- **What to do**
The entire listing is to be repeated verbatim.

- **Excerpts of pointing data**
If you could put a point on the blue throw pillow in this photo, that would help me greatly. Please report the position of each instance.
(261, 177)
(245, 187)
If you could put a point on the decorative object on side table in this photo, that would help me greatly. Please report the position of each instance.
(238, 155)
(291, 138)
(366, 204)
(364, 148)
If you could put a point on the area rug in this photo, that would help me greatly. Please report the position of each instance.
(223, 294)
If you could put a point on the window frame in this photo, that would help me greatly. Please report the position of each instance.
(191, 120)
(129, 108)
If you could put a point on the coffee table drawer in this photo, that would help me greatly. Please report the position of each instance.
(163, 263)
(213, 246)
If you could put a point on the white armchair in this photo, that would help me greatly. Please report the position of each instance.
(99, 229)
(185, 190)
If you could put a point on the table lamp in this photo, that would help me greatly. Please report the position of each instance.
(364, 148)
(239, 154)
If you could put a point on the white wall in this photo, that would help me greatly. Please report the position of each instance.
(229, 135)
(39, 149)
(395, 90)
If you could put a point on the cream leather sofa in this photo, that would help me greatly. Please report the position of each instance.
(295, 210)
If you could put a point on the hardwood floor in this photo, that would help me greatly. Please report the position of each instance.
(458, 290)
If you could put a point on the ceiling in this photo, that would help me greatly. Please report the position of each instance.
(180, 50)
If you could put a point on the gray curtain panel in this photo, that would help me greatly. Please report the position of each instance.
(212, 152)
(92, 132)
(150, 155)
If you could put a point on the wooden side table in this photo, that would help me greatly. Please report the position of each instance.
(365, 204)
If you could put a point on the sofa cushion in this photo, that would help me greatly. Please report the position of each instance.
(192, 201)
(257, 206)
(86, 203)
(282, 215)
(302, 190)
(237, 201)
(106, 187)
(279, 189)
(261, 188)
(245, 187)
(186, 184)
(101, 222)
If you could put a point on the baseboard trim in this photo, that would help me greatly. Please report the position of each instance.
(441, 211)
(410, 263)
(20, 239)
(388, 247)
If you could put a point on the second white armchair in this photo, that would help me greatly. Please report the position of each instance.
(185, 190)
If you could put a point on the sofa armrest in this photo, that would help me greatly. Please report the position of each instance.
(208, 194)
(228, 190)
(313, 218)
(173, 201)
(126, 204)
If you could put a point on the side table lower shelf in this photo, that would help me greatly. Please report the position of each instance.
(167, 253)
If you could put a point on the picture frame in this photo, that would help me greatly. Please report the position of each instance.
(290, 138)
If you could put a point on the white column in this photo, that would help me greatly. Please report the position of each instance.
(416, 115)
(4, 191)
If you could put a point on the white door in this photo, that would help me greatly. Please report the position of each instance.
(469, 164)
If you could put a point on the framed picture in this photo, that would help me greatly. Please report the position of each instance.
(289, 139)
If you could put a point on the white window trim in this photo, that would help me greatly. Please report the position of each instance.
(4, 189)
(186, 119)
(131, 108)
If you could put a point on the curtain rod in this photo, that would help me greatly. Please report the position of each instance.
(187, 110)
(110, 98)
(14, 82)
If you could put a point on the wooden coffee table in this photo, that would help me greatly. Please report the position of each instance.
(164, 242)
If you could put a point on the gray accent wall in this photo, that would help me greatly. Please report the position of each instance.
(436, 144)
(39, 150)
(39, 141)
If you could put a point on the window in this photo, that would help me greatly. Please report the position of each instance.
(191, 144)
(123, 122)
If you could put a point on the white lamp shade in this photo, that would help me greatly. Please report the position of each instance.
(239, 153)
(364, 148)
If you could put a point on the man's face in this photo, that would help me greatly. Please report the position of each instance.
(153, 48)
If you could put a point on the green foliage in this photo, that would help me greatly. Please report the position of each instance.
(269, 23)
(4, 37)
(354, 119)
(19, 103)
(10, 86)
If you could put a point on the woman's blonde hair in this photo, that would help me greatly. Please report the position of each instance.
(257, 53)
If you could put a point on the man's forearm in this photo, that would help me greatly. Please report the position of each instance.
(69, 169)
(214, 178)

- **Correct result**
If you could put a point on the blue throw pillow in this photo, that would help me greatly. Please report the position of each instance.
(261, 177)
(245, 187)
If you could put a point on the decorative object on side table in this photo, that would help me greatly. Please report the position of each instance.
(238, 155)
(291, 138)
(366, 204)
(364, 148)
If you could put a point on the area rug in this photo, that would help me greatly. Please report the position of each instance.
(223, 294)
If you could put a point on the window frame in this photo, that would help me greatly. Please report the position of each instance.
(191, 120)
(129, 108)
If you could put a point on the coffee table drawer in this photo, that would help me greatly. Please report the position of each instance.
(163, 263)
(213, 246)
If you could put a point on the white armchair in this photo, that would help me greatly. Please report the position of each instance.
(99, 229)
(185, 190)
If you could put a point on the table lamp in this photo, that would help me greatly. Please report the position of each instance.
(364, 148)
(239, 154)
If you could put a point on the white wall in this photo, that would help me greatly. Please report the position of each instance.
(229, 135)
(39, 149)
(395, 90)
If you could put a point on the cream leather sofa in this photo, that would help me greatly. Please report the position of each instance.
(295, 210)
If you could put a point on the hardwood floor in this photo, that would help me greatly. Please report the position of each instance.
(458, 290)
If you could put a point on the ceiling in this photo, that would help me greatly. Please report the position of each instance.
(180, 50)
If you could put a point on the gray curtain panel in this photo, that would help me greatly. Please report the position of each instance.
(212, 152)
(92, 132)
(150, 155)
If you could put a point on the wooden side table in this photo, that would help me greatly. Please report the position of each instance.
(365, 204)
If you could put a point on the sofa cushion in this photo, that would help me greatly. Please report the position of each instance.
(192, 201)
(257, 206)
(86, 203)
(282, 215)
(302, 190)
(237, 201)
(106, 187)
(279, 189)
(261, 188)
(245, 187)
(186, 184)
(101, 222)
If you could put a point on the baseboard trim in this photo, that would help me greatly. Please report the position of each instance.
(441, 211)
(410, 263)
(20, 239)
(388, 247)
If you could put a point on the second white armchair in this photo, that would help me greatly. Please report the position of each instance.
(185, 190)
If you could put a point on the sofa armrest in this photo, that would help me greatly. Please report the position of each instance.
(208, 194)
(228, 190)
(313, 218)
(173, 201)
(126, 204)
If you could put a point on the side table lower shelf in this photo, that would help me greatly. Please report the position of each instance.
(167, 253)
If you could put a point on the picture frame in this photo, that would help me greatly. Please report the position of each instance.
(290, 138)
If you could put a point on the white column in this photo, that would help me greatly. Please report the position of each instance.
(416, 115)
(4, 191)
If you could put a point on the white door in this photo, that would help me greatly. Please report the position of each instance.
(469, 164)
If you could put a point on the framed picture in this photo, that would help me greatly. Please report the position of each instance.
(289, 139)
If you could put a point on the white window trim in this photo, that would help me greatly. Please report the position of each instance.
(4, 189)
(186, 119)
(131, 108)
If you could put a point on the curtain rod in this photo, that would help me greatly. Please report the position of each instance.
(187, 110)
(110, 98)
(14, 82)
If you could put a point on the wooden coffee table in this photo, that would help me greatly. Please report the position of each instance.
(164, 242)
If you could put a point on the gray accent wall in this photo, that would help me greatly. Please report the position of each instance.
(436, 144)
(39, 150)
(39, 141)
If you could put a point on the window in this photo, that would help me greatly. Please report the position of each instance.
(191, 144)
(123, 122)
If you could put a point on the white lamp shade in this photo, that would help me greatly. Please report the position of each instance.
(239, 153)
(364, 148)
If you could put a point on the man's face in this photo, that would help me greatly. Please report the position of each instance.
(153, 48)
If you could put a point on the green foliage in this photo, that would help me greatly. Please report the position of each instance.
(269, 23)
(4, 37)
(354, 119)
(19, 103)
(10, 86)
If you could put a point on the woman's blonde hair in this photo, that would help me greatly. Please report the position of each instance.
(257, 53)
If you could put a point on the man's forearm in this photo, that would help me greatly. Please report the position of each instance.
(69, 169)
(214, 178)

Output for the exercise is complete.